-- ASSIGNMENT --
Report each line of the records below that holds the word "cable".

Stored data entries

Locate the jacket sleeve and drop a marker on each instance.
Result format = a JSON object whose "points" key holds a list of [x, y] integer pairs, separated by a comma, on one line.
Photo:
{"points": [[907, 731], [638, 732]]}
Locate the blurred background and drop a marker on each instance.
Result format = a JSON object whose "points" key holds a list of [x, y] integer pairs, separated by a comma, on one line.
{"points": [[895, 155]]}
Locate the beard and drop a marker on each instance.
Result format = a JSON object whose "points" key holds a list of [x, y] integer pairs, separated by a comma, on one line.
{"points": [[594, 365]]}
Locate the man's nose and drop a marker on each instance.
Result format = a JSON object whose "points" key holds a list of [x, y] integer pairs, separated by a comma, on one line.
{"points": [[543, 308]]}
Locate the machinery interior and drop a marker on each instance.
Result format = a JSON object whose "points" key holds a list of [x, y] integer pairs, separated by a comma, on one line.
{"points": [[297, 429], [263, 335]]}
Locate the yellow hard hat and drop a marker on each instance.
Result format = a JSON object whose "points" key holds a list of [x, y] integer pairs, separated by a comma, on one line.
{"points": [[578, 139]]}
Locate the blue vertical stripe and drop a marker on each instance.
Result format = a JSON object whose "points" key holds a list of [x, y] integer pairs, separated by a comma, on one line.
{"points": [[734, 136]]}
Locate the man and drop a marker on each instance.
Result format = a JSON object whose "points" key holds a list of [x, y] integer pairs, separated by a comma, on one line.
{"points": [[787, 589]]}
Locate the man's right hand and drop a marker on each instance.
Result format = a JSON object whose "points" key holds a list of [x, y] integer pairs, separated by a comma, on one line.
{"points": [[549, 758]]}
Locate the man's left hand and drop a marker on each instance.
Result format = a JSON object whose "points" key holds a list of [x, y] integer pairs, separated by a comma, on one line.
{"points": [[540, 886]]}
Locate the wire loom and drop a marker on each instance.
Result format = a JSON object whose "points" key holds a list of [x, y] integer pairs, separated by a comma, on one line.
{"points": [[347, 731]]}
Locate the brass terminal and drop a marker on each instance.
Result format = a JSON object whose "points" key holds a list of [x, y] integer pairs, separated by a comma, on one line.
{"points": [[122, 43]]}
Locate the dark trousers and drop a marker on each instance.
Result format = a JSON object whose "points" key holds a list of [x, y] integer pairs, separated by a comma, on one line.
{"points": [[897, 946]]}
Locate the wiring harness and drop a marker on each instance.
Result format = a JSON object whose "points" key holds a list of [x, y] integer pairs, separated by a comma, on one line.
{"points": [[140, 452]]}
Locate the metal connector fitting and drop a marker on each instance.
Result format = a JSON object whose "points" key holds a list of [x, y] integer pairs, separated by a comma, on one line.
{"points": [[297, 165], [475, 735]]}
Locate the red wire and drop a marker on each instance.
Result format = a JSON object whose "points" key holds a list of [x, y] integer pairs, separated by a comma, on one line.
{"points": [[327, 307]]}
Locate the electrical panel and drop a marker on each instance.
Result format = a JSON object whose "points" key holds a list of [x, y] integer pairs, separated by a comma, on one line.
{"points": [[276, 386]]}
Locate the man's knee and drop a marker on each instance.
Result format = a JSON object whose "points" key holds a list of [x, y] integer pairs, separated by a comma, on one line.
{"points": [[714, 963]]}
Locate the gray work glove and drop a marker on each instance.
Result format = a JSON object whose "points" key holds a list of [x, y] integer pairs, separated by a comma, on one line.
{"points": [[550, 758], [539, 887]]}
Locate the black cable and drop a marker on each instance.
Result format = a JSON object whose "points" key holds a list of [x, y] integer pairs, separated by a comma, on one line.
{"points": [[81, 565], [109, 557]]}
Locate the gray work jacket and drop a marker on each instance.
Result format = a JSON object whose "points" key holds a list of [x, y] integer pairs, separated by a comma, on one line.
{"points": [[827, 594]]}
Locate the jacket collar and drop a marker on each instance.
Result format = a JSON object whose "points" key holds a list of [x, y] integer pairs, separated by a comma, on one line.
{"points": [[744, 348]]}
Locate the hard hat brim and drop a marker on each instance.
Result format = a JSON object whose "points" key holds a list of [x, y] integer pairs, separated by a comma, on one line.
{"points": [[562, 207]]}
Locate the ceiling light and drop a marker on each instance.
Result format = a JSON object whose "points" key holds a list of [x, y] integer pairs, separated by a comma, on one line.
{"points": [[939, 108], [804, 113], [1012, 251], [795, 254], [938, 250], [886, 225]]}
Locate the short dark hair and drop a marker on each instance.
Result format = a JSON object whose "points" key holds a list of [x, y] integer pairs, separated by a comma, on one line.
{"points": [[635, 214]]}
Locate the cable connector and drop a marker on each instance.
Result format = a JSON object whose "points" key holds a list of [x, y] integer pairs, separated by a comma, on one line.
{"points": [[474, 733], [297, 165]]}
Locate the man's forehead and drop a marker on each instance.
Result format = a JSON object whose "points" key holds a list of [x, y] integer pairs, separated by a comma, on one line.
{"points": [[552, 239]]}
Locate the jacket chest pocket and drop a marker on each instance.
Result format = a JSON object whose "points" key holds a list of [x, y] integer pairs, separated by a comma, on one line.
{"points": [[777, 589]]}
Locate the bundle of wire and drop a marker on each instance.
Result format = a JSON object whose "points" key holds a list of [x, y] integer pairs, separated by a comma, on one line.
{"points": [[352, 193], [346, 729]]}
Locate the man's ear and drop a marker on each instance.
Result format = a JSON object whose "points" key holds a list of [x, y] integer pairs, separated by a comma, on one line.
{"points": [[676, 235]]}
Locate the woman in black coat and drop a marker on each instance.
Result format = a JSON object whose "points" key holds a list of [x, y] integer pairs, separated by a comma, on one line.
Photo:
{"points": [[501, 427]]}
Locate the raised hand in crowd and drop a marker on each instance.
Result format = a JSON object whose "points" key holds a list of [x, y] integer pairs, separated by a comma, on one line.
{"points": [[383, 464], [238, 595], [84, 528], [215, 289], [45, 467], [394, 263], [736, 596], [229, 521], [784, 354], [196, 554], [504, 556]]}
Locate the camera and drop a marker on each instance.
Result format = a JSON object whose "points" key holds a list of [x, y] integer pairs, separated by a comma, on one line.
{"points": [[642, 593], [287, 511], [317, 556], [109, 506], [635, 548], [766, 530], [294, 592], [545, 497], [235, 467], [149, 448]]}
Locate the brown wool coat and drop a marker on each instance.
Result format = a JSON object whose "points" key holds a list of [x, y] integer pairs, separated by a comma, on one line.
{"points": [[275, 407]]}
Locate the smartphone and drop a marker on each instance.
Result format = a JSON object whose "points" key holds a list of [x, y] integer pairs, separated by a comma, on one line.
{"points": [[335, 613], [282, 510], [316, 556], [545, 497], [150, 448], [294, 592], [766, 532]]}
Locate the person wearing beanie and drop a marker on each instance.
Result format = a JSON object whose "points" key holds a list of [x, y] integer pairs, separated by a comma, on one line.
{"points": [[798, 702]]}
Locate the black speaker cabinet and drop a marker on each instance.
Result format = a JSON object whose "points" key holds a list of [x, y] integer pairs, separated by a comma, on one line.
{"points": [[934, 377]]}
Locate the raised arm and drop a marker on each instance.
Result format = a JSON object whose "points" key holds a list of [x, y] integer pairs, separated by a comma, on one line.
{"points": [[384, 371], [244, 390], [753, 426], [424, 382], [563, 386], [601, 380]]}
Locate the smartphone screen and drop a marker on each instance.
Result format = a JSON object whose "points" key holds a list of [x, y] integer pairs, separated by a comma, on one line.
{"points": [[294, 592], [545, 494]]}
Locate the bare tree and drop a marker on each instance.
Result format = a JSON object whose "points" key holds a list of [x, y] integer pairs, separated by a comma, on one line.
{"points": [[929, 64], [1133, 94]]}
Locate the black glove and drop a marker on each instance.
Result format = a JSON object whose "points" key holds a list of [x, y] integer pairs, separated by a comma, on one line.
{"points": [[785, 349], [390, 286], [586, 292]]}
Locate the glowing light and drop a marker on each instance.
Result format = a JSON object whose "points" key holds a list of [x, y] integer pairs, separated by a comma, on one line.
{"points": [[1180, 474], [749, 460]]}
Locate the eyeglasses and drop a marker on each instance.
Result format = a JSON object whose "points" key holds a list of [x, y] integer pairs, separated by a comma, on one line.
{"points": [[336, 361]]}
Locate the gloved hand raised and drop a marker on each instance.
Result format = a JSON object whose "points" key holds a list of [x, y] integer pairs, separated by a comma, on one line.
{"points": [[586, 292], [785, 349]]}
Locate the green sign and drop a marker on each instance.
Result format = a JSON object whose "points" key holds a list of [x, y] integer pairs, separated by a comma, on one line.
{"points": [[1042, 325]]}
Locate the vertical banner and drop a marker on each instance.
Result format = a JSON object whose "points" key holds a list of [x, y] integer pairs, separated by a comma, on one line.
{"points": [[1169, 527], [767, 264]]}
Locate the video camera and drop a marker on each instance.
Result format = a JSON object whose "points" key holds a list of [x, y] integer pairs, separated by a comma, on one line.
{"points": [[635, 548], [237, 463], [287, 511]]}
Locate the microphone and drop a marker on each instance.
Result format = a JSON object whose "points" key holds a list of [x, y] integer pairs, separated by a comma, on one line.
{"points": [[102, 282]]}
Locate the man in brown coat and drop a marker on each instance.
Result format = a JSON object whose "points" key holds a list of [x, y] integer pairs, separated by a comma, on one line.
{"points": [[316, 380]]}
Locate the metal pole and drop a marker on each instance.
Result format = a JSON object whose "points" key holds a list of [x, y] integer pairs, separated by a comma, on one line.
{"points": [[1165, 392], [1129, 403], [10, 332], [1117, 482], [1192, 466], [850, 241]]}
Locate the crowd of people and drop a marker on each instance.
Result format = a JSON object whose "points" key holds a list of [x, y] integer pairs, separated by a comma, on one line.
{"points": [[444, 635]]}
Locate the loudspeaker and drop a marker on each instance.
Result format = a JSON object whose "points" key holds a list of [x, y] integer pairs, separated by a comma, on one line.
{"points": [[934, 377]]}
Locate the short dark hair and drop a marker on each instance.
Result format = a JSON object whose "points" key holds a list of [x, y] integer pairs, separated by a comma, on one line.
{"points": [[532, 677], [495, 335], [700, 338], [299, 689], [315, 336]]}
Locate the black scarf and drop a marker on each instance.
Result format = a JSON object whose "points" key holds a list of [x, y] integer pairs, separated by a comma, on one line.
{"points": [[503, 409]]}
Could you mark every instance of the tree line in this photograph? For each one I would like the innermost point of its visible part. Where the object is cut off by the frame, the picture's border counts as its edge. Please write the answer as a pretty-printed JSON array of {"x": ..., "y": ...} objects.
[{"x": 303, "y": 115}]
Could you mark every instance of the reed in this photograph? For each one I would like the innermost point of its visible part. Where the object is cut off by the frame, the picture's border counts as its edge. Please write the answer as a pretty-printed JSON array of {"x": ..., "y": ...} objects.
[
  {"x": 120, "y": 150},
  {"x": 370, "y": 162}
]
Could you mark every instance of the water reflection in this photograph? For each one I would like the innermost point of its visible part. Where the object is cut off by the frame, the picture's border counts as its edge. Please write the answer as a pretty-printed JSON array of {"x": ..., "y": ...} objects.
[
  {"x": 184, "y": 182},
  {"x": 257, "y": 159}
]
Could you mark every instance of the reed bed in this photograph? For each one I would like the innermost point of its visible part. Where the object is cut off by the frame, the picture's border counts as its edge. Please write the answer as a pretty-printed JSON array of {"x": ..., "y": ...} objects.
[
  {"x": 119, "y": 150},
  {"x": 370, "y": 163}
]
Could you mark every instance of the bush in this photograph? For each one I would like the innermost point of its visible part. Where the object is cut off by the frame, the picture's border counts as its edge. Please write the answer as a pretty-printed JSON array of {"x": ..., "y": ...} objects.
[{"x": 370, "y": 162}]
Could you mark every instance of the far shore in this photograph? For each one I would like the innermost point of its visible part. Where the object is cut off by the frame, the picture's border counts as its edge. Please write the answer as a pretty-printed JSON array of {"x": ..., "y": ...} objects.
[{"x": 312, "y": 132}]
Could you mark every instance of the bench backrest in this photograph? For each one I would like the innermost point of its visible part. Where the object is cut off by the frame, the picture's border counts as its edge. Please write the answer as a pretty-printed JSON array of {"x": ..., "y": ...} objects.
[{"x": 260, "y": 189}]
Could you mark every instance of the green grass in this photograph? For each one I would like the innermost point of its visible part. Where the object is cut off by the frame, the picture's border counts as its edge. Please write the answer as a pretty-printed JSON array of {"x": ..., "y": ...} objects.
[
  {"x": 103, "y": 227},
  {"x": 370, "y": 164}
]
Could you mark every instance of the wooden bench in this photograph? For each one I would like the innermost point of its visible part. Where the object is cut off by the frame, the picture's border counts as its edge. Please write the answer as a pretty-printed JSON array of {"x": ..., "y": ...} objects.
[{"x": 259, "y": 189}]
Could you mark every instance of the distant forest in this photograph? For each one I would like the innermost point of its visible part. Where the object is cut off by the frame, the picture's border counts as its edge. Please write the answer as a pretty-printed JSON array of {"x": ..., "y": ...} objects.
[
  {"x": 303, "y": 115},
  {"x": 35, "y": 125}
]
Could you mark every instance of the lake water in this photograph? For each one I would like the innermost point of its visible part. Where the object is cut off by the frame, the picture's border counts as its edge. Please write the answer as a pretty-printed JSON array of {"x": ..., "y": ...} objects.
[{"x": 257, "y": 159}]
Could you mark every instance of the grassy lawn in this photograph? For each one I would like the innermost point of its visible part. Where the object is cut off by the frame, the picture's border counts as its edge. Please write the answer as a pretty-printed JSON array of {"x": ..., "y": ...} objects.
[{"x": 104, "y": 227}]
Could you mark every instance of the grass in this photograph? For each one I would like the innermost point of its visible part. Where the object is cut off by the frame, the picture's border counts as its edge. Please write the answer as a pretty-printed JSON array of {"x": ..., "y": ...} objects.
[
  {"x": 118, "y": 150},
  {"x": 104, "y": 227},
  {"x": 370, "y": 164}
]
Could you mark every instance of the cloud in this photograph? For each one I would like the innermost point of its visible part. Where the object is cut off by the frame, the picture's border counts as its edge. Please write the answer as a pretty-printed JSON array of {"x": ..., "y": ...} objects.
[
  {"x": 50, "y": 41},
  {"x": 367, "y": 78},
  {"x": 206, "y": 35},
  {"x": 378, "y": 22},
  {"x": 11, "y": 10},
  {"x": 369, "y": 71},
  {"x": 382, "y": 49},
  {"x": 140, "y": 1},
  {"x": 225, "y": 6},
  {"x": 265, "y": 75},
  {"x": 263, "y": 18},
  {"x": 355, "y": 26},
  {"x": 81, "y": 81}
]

-- YOUR SOLUTION --
Locate the black cable and drop a marker on each instance.
Locate the cable connector and drop a marker on each instance.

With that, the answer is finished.